*PASSAGE SHOWN:*
Debugging - postgres

Try restarting the service:

$ sudo systemctl restart postgresql.service

postgres - GRANTs

Fucking with privileges for authenticated users. Don't rely on these to be completely correct.

GRANT CONNECT ON DATABASE "seaweedfs-filer" TO "seaweedfs";
GRANT USAGE ON DATABASE "seaweedfs-filer" TO "seaweedfs";
GRANT USAGE ON SCHEMA public TO "seaweedfs";
GRANT SELECT ON DATABASE "seaweedfs-filer" TO "seaweedfs";
GRANT SELECT ON ALL TABLES IN SCHEMA public TO "seaweedfs";
GRANT SELECT ON ALL SEQUENCES IN SCHEMA public TO "seaweedfs";

see https://medium.com/@swaplord/grant-read-only-access-to-postgresql-a-database-for-a-user-35c57897dd0b

ALTER DEFAULT PRIVILEGES IN SCHEMA public GRANT SELECT ON TABLES TO "seaweedfs";

https://linuxhint.com/postgres-grant-all-privileges-on-schema-to-user/

GRANT CONNECT ON DATABASE "seaweedfs-filer" to "seaweedfs";
GRANT USAGE ON SCHEMA public TO Postgres;
GRANT ALL PRIVILEGES ON DATABASE "seaweedfs-filer" TO "seaweedfs";
GRANT ALL ON "filemeta" TO "seaweedfs";

postgres - pg_hba.conf

Config file for postgres user authentication. postgres may need to be restarted to apply changes to this. Usually located at "/var/lib/pgsql/data/pg_hba.conf"

weed shell

To open weed shell:

$ weed shell

To specify specific master/filer:

$ weed shell -master=localhost:9333 -filer=localhost:8888

You can send commands to STDIN:

$ weed shell <<< "volume.list"

$ echo "volume.list" | weed shell

HEREDOCs work as normal:

weed shell <<EOF
volume.list
lock
volume.check.disk
volume.fix.replication
unlock
EOF

More complicated pipelines are possible:

#!/bin/bash
## weed-shell-complex-example.sh
## Demonstrate that weed shell can be given long scripts.
bucket_name="asagi"
bucket_replication="001"
echo "#[${0##*/}]" "Starting "at $(date -u +%Y-%m-%d_%H:%M:%s_%z)"
echo "#[${0##*/}]" "Creating bucket ${bucket_name} with replication ${bucket_replication}"
echo "#[${0##*/}]" "And fixing replication"
(   tee "dbg.weed-shell.heredoc" \
    | grep -v -e '^#' -e '^$' \
    | tee "dbg.weed-shell.stdin" | tee /dev/tty \
    | weed shell \
    -master="localhost:9333" \
    -filer="localhost:8888" \
    | tee "dbg.weed-shell.stdout"

*EXTRACTED MATERIAL:*
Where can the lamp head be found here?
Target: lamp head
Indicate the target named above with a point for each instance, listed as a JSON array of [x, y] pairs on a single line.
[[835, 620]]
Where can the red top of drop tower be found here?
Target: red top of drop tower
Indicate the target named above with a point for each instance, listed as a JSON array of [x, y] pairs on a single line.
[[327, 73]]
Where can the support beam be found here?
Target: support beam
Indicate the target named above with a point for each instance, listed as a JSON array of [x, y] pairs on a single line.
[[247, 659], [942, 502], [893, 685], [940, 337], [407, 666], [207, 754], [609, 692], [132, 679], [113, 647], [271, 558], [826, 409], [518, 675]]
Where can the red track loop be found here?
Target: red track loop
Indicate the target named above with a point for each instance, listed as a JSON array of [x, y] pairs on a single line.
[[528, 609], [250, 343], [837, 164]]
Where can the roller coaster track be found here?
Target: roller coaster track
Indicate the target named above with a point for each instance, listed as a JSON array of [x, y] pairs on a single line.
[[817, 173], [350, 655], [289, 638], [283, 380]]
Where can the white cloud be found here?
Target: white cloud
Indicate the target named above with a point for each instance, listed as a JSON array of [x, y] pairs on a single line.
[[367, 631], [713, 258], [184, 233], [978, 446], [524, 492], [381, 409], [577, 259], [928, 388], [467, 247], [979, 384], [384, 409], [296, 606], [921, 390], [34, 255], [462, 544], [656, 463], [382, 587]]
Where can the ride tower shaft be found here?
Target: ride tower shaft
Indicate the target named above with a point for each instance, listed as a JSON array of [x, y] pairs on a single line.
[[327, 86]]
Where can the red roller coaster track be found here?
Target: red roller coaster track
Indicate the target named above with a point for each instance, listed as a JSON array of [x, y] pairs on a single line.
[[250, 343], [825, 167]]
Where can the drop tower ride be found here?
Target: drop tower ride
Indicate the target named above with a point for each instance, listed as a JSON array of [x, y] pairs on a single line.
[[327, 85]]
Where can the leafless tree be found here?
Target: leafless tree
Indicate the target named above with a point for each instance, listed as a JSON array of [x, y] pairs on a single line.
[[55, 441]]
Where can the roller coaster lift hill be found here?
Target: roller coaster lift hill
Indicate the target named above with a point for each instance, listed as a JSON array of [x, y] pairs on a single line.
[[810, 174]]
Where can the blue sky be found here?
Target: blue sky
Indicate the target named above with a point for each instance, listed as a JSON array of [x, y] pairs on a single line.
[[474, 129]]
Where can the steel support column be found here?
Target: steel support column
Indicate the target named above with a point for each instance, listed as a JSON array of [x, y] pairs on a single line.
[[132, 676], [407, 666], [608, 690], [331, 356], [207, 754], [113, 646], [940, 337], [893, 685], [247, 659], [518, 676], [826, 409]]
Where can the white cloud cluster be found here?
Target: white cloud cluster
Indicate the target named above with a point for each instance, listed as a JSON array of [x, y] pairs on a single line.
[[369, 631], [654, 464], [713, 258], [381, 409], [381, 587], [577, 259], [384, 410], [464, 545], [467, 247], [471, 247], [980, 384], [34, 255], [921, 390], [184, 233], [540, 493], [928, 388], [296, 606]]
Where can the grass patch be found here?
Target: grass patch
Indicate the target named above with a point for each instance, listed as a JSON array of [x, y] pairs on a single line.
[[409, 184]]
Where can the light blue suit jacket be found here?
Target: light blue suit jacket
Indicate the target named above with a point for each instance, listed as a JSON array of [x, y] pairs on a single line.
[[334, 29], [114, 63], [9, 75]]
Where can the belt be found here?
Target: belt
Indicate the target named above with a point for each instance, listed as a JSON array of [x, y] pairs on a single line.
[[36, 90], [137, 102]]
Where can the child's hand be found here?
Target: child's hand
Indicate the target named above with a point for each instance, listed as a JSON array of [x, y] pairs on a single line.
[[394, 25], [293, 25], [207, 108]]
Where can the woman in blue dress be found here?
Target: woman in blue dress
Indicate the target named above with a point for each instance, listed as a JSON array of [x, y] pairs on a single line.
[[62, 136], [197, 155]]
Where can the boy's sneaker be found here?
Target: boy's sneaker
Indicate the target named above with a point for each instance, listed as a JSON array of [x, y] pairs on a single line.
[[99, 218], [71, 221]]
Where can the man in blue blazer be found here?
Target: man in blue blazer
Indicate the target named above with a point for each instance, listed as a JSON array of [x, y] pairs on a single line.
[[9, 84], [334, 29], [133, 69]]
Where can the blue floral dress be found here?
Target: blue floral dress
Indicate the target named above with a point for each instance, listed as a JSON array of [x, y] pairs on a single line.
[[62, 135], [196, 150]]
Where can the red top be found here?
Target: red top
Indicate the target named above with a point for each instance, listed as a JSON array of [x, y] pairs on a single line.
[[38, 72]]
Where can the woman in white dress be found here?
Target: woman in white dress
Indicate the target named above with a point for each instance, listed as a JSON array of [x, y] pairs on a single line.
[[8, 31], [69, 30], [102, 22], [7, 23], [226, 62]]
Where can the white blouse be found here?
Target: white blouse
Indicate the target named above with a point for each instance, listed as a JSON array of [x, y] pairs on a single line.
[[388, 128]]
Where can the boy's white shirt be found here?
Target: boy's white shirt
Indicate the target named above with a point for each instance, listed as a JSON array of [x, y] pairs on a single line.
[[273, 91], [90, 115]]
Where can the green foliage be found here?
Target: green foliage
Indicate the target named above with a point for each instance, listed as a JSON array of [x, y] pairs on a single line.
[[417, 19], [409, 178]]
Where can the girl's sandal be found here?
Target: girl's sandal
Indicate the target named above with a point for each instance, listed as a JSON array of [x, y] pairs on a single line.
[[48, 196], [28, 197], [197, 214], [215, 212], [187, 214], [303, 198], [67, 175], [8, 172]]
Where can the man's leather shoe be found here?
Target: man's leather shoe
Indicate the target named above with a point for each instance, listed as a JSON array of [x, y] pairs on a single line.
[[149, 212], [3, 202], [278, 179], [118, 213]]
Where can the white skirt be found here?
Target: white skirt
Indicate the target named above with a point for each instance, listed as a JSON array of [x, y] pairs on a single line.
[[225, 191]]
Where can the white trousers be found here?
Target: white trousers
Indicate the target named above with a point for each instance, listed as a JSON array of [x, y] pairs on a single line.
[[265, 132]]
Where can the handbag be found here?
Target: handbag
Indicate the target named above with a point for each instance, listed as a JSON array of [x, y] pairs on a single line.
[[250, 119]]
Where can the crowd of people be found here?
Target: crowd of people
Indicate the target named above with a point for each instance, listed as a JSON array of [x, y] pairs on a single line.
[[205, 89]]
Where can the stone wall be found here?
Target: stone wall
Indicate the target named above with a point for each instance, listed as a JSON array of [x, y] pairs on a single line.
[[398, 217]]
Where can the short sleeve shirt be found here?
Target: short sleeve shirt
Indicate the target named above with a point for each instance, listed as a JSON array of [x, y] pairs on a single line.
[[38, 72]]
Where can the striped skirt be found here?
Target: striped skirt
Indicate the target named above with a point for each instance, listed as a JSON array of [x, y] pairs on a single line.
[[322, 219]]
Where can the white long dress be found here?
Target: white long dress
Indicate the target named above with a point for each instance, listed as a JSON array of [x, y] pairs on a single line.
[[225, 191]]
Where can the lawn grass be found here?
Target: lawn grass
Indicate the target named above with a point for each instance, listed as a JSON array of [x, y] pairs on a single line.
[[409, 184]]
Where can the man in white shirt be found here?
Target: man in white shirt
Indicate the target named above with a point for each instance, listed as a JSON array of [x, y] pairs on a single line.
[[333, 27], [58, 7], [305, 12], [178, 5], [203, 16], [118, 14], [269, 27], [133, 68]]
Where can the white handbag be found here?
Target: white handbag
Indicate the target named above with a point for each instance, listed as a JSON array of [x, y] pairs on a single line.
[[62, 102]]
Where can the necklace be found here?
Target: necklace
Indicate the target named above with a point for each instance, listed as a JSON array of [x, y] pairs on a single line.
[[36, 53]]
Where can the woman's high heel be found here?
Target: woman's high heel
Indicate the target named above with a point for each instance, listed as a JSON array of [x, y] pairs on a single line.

*WORK TO DO:*
a: In the postgres and weed shell notes, where is pg_hba.conf usually located?
b: Please print the part of the postgres and weed shell notes starting with "Try restarting the" and going on through "be completely correct.".

*THE RESPONSES:*
a: /var/lib/pgsql/data/pg_hba.conf

b:
Try restarting the service:

$ sudo systemctl restart postgresql.service

postgres - GRANTs

Fucking with privileges for authenticated users. Don't rely on these to be completely correct.